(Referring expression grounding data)
>>>
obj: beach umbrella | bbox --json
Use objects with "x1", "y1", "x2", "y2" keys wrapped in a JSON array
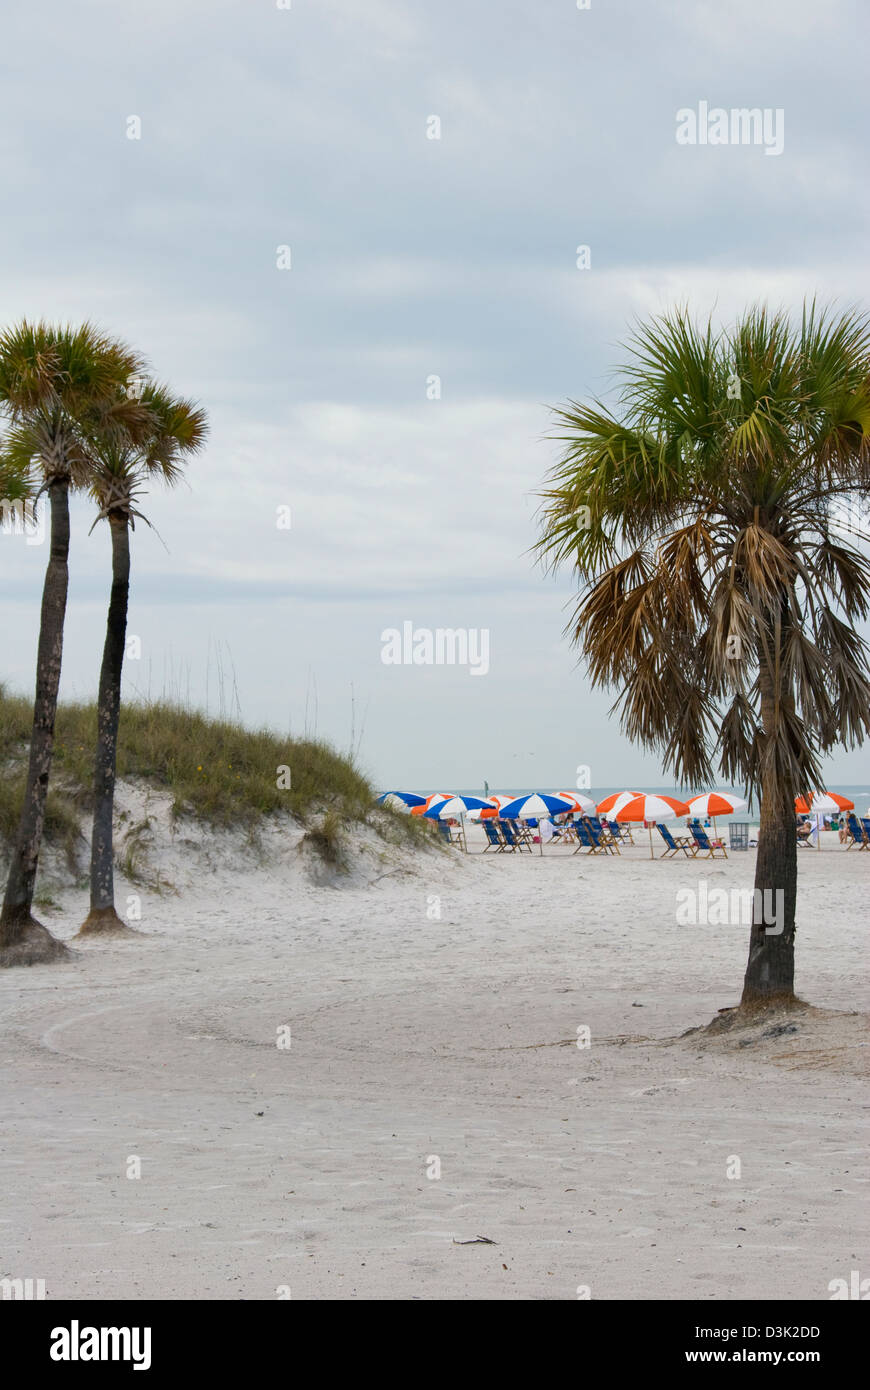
[
  {"x1": 795, "y1": 791, "x2": 854, "y2": 850},
  {"x1": 686, "y1": 792, "x2": 748, "y2": 847},
  {"x1": 686, "y1": 792, "x2": 747, "y2": 818},
  {"x1": 499, "y1": 793, "x2": 576, "y2": 855},
  {"x1": 423, "y1": 794, "x2": 493, "y2": 852},
  {"x1": 597, "y1": 790, "x2": 641, "y2": 817},
  {"x1": 467, "y1": 793, "x2": 513, "y2": 821},
  {"x1": 558, "y1": 791, "x2": 596, "y2": 814},
  {"x1": 409, "y1": 792, "x2": 454, "y2": 816},
  {"x1": 377, "y1": 790, "x2": 427, "y2": 810},
  {"x1": 422, "y1": 795, "x2": 492, "y2": 819},
  {"x1": 794, "y1": 791, "x2": 854, "y2": 814},
  {"x1": 609, "y1": 793, "x2": 691, "y2": 858}
]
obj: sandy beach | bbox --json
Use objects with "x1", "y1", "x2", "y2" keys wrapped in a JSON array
[{"x1": 2, "y1": 801, "x2": 867, "y2": 1301}]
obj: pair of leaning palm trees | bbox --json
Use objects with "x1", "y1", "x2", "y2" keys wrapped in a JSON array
[{"x1": 0, "y1": 322, "x2": 207, "y2": 965}]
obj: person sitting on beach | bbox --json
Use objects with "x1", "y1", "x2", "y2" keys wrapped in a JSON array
[
  {"x1": 539, "y1": 817, "x2": 559, "y2": 844},
  {"x1": 796, "y1": 816, "x2": 813, "y2": 842}
]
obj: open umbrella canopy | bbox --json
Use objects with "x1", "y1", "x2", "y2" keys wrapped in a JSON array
[
  {"x1": 687, "y1": 792, "x2": 747, "y2": 818},
  {"x1": 410, "y1": 793, "x2": 455, "y2": 816},
  {"x1": 610, "y1": 794, "x2": 690, "y2": 822},
  {"x1": 558, "y1": 791, "x2": 596, "y2": 813},
  {"x1": 499, "y1": 793, "x2": 576, "y2": 819},
  {"x1": 606, "y1": 793, "x2": 690, "y2": 859},
  {"x1": 795, "y1": 791, "x2": 854, "y2": 814},
  {"x1": 377, "y1": 790, "x2": 427, "y2": 810},
  {"x1": 423, "y1": 795, "x2": 493, "y2": 818},
  {"x1": 597, "y1": 791, "x2": 641, "y2": 817},
  {"x1": 468, "y1": 793, "x2": 513, "y2": 821}
]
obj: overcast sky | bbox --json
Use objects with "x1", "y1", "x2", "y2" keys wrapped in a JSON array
[{"x1": 2, "y1": 0, "x2": 870, "y2": 791}]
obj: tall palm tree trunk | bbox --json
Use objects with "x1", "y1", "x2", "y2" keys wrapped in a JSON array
[
  {"x1": 78, "y1": 515, "x2": 134, "y2": 936},
  {"x1": 0, "y1": 480, "x2": 71, "y2": 965},
  {"x1": 741, "y1": 660, "x2": 798, "y2": 1005}
]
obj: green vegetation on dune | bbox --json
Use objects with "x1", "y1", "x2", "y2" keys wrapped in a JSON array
[{"x1": 0, "y1": 685, "x2": 421, "y2": 848}]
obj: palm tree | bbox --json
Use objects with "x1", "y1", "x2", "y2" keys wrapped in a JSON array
[
  {"x1": 78, "y1": 383, "x2": 208, "y2": 936},
  {"x1": 537, "y1": 303, "x2": 870, "y2": 1008},
  {"x1": 0, "y1": 321, "x2": 148, "y2": 967}
]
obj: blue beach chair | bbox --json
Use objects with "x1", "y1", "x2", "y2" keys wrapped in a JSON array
[
  {"x1": 588, "y1": 817, "x2": 620, "y2": 854},
  {"x1": 845, "y1": 815, "x2": 867, "y2": 849},
  {"x1": 500, "y1": 820, "x2": 531, "y2": 853},
  {"x1": 657, "y1": 824, "x2": 696, "y2": 858},
  {"x1": 435, "y1": 820, "x2": 462, "y2": 847},
  {"x1": 569, "y1": 817, "x2": 589, "y2": 850},
  {"x1": 688, "y1": 820, "x2": 727, "y2": 859},
  {"x1": 482, "y1": 820, "x2": 504, "y2": 852},
  {"x1": 606, "y1": 818, "x2": 633, "y2": 845},
  {"x1": 573, "y1": 818, "x2": 617, "y2": 855},
  {"x1": 586, "y1": 815, "x2": 620, "y2": 851}
]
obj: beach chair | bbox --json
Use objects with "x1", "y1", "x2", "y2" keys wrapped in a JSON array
[
  {"x1": 588, "y1": 815, "x2": 621, "y2": 852},
  {"x1": 657, "y1": 824, "x2": 696, "y2": 858},
  {"x1": 560, "y1": 819, "x2": 577, "y2": 843},
  {"x1": 583, "y1": 817, "x2": 617, "y2": 850},
  {"x1": 688, "y1": 821, "x2": 727, "y2": 859},
  {"x1": 606, "y1": 818, "x2": 633, "y2": 845},
  {"x1": 861, "y1": 818, "x2": 870, "y2": 850},
  {"x1": 435, "y1": 820, "x2": 462, "y2": 848},
  {"x1": 482, "y1": 820, "x2": 504, "y2": 852},
  {"x1": 574, "y1": 818, "x2": 618, "y2": 855},
  {"x1": 572, "y1": 820, "x2": 596, "y2": 854},
  {"x1": 514, "y1": 821, "x2": 536, "y2": 850},
  {"x1": 541, "y1": 818, "x2": 566, "y2": 846},
  {"x1": 500, "y1": 820, "x2": 531, "y2": 853},
  {"x1": 845, "y1": 815, "x2": 867, "y2": 849}
]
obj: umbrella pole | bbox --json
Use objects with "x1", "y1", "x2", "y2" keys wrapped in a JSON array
[
  {"x1": 461, "y1": 813, "x2": 468, "y2": 854},
  {"x1": 648, "y1": 824, "x2": 653, "y2": 859}
]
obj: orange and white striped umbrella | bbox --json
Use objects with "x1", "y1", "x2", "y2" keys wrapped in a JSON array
[
  {"x1": 558, "y1": 791, "x2": 596, "y2": 814},
  {"x1": 687, "y1": 792, "x2": 747, "y2": 818},
  {"x1": 608, "y1": 793, "x2": 691, "y2": 857},
  {"x1": 596, "y1": 790, "x2": 641, "y2": 817},
  {"x1": 609, "y1": 794, "x2": 690, "y2": 822},
  {"x1": 795, "y1": 791, "x2": 854, "y2": 814}
]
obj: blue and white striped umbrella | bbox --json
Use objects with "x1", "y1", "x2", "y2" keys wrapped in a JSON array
[
  {"x1": 499, "y1": 793, "x2": 575, "y2": 820},
  {"x1": 377, "y1": 790, "x2": 427, "y2": 809},
  {"x1": 498, "y1": 792, "x2": 576, "y2": 855},
  {"x1": 422, "y1": 795, "x2": 493, "y2": 818}
]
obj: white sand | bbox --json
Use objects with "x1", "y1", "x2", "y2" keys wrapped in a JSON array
[{"x1": 2, "y1": 799, "x2": 867, "y2": 1301}]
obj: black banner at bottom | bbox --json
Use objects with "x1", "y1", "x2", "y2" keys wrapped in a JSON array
[{"x1": 7, "y1": 1298, "x2": 864, "y2": 1375}]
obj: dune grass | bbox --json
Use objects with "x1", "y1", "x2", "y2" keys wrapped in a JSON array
[{"x1": 0, "y1": 686, "x2": 423, "y2": 849}]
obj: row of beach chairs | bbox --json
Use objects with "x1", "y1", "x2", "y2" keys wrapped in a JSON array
[
  {"x1": 481, "y1": 816, "x2": 633, "y2": 854},
  {"x1": 447, "y1": 813, "x2": 870, "y2": 856},
  {"x1": 572, "y1": 817, "x2": 624, "y2": 854},
  {"x1": 474, "y1": 815, "x2": 729, "y2": 858},
  {"x1": 657, "y1": 821, "x2": 728, "y2": 859},
  {"x1": 565, "y1": 815, "x2": 728, "y2": 859},
  {"x1": 481, "y1": 819, "x2": 536, "y2": 852}
]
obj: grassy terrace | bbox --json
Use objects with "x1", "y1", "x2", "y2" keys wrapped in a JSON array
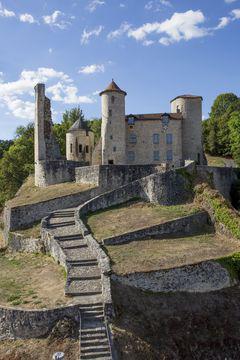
[
  {"x1": 106, "y1": 233, "x2": 240, "y2": 275},
  {"x1": 86, "y1": 200, "x2": 201, "y2": 241},
  {"x1": 0, "y1": 252, "x2": 70, "y2": 309},
  {"x1": 7, "y1": 175, "x2": 93, "y2": 207},
  {"x1": 206, "y1": 154, "x2": 235, "y2": 167}
]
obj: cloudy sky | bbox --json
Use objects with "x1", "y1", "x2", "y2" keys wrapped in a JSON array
[{"x1": 0, "y1": 0, "x2": 239, "y2": 139}]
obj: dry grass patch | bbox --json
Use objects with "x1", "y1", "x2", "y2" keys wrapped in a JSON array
[
  {"x1": 206, "y1": 154, "x2": 235, "y2": 167},
  {"x1": 16, "y1": 222, "x2": 41, "y2": 238},
  {"x1": 0, "y1": 252, "x2": 71, "y2": 309},
  {"x1": 7, "y1": 175, "x2": 94, "y2": 207},
  {"x1": 86, "y1": 200, "x2": 201, "y2": 241},
  {"x1": 0, "y1": 337, "x2": 79, "y2": 360},
  {"x1": 106, "y1": 233, "x2": 240, "y2": 275}
]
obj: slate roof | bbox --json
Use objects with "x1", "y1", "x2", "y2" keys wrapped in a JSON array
[
  {"x1": 100, "y1": 80, "x2": 127, "y2": 96},
  {"x1": 126, "y1": 113, "x2": 183, "y2": 121},
  {"x1": 68, "y1": 119, "x2": 87, "y2": 132}
]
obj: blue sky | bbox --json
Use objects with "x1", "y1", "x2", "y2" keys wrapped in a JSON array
[{"x1": 0, "y1": 0, "x2": 240, "y2": 139}]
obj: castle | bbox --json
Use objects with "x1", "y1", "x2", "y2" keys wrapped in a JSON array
[
  {"x1": 34, "y1": 81, "x2": 205, "y2": 187},
  {"x1": 66, "y1": 80, "x2": 205, "y2": 167}
]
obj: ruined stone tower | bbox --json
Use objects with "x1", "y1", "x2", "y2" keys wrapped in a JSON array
[
  {"x1": 34, "y1": 83, "x2": 61, "y2": 186},
  {"x1": 170, "y1": 95, "x2": 204, "y2": 164},
  {"x1": 100, "y1": 80, "x2": 127, "y2": 165}
]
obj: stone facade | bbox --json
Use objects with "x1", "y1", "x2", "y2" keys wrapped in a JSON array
[
  {"x1": 66, "y1": 119, "x2": 94, "y2": 163},
  {"x1": 99, "y1": 80, "x2": 205, "y2": 167}
]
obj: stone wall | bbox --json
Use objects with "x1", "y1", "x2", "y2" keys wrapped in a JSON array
[
  {"x1": 7, "y1": 232, "x2": 44, "y2": 253},
  {"x1": 35, "y1": 160, "x2": 84, "y2": 187},
  {"x1": 0, "y1": 304, "x2": 80, "y2": 340},
  {"x1": 75, "y1": 164, "x2": 164, "y2": 188},
  {"x1": 197, "y1": 165, "x2": 238, "y2": 200},
  {"x1": 103, "y1": 212, "x2": 210, "y2": 245},
  {"x1": 3, "y1": 186, "x2": 101, "y2": 234}
]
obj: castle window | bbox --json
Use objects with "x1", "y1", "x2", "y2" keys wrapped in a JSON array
[
  {"x1": 166, "y1": 134, "x2": 173, "y2": 145},
  {"x1": 111, "y1": 96, "x2": 115, "y2": 104},
  {"x1": 167, "y1": 150, "x2": 173, "y2": 161},
  {"x1": 128, "y1": 151, "x2": 135, "y2": 162},
  {"x1": 70, "y1": 144, "x2": 73, "y2": 153},
  {"x1": 128, "y1": 116, "x2": 135, "y2": 125},
  {"x1": 176, "y1": 105, "x2": 180, "y2": 113},
  {"x1": 109, "y1": 109, "x2": 112, "y2": 117},
  {"x1": 79, "y1": 144, "x2": 82, "y2": 153},
  {"x1": 86, "y1": 145, "x2": 89, "y2": 154},
  {"x1": 110, "y1": 135, "x2": 113, "y2": 140},
  {"x1": 153, "y1": 150, "x2": 160, "y2": 161},
  {"x1": 113, "y1": 146, "x2": 117, "y2": 152},
  {"x1": 153, "y1": 134, "x2": 160, "y2": 144},
  {"x1": 129, "y1": 133, "x2": 137, "y2": 144}
]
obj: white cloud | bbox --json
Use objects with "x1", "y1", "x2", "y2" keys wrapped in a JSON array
[
  {"x1": 128, "y1": 10, "x2": 208, "y2": 45},
  {"x1": 79, "y1": 64, "x2": 105, "y2": 74},
  {"x1": 0, "y1": 2, "x2": 15, "y2": 17},
  {"x1": 108, "y1": 22, "x2": 131, "y2": 39},
  {"x1": 143, "y1": 39, "x2": 155, "y2": 46},
  {"x1": 145, "y1": 0, "x2": 172, "y2": 11},
  {"x1": 215, "y1": 16, "x2": 230, "y2": 29},
  {"x1": 19, "y1": 13, "x2": 37, "y2": 24},
  {"x1": 87, "y1": 0, "x2": 105, "y2": 12},
  {"x1": 81, "y1": 25, "x2": 104, "y2": 44},
  {"x1": 120, "y1": 3, "x2": 126, "y2": 8},
  {"x1": 232, "y1": 8, "x2": 240, "y2": 19},
  {"x1": 48, "y1": 48, "x2": 53, "y2": 54},
  {"x1": 0, "y1": 67, "x2": 94, "y2": 120},
  {"x1": 43, "y1": 10, "x2": 72, "y2": 29},
  {"x1": 225, "y1": 0, "x2": 238, "y2": 3}
]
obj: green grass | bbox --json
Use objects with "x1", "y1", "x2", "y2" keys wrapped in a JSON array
[
  {"x1": 86, "y1": 200, "x2": 201, "y2": 241},
  {"x1": 218, "y1": 253, "x2": 240, "y2": 280}
]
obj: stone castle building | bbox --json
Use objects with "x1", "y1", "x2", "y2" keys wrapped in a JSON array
[
  {"x1": 34, "y1": 81, "x2": 205, "y2": 187},
  {"x1": 99, "y1": 80, "x2": 204, "y2": 167}
]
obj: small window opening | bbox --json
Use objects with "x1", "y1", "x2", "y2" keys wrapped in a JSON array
[
  {"x1": 111, "y1": 96, "x2": 115, "y2": 104},
  {"x1": 79, "y1": 144, "x2": 82, "y2": 153},
  {"x1": 109, "y1": 109, "x2": 112, "y2": 117},
  {"x1": 108, "y1": 160, "x2": 114, "y2": 165},
  {"x1": 86, "y1": 145, "x2": 89, "y2": 154},
  {"x1": 70, "y1": 144, "x2": 73, "y2": 153}
]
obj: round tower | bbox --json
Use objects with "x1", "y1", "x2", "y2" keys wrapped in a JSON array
[
  {"x1": 100, "y1": 80, "x2": 127, "y2": 165},
  {"x1": 170, "y1": 95, "x2": 204, "y2": 164}
]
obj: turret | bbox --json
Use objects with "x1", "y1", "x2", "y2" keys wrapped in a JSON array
[
  {"x1": 170, "y1": 95, "x2": 204, "y2": 164},
  {"x1": 100, "y1": 80, "x2": 127, "y2": 165}
]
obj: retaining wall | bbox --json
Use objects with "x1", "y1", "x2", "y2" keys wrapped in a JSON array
[
  {"x1": 103, "y1": 212, "x2": 210, "y2": 245},
  {"x1": 8, "y1": 232, "x2": 44, "y2": 253},
  {"x1": 196, "y1": 165, "x2": 239, "y2": 200},
  {"x1": 75, "y1": 164, "x2": 164, "y2": 188},
  {"x1": 35, "y1": 160, "x2": 85, "y2": 187},
  {"x1": 0, "y1": 304, "x2": 80, "y2": 340}
]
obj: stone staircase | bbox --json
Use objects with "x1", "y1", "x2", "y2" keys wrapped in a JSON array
[{"x1": 46, "y1": 208, "x2": 113, "y2": 359}]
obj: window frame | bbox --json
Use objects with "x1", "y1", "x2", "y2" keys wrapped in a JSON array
[
  {"x1": 166, "y1": 133, "x2": 173, "y2": 145},
  {"x1": 153, "y1": 133, "x2": 160, "y2": 144},
  {"x1": 153, "y1": 150, "x2": 160, "y2": 161}
]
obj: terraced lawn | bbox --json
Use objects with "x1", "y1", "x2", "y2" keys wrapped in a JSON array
[
  {"x1": 86, "y1": 200, "x2": 201, "y2": 241},
  {"x1": 106, "y1": 233, "x2": 240, "y2": 275},
  {"x1": 0, "y1": 252, "x2": 70, "y2": 308}
]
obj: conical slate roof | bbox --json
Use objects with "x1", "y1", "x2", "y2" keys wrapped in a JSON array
[
  {"x1": 99, "y1": 80, "x2": 127, "y2": 96},
  {"x1": 68, "y1": 118, "x2": 86, "y2": 132}
]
<<<
▸ WHAT YOU SHOULD DO
Throughout the data above, report every line that contains the string "palm".

▸ ANSWER SECTION
obj: pair of leaning palm trees | bbox --json
obj: tall palm tree trunk | bbox --json
obj: palm tree | bbox --json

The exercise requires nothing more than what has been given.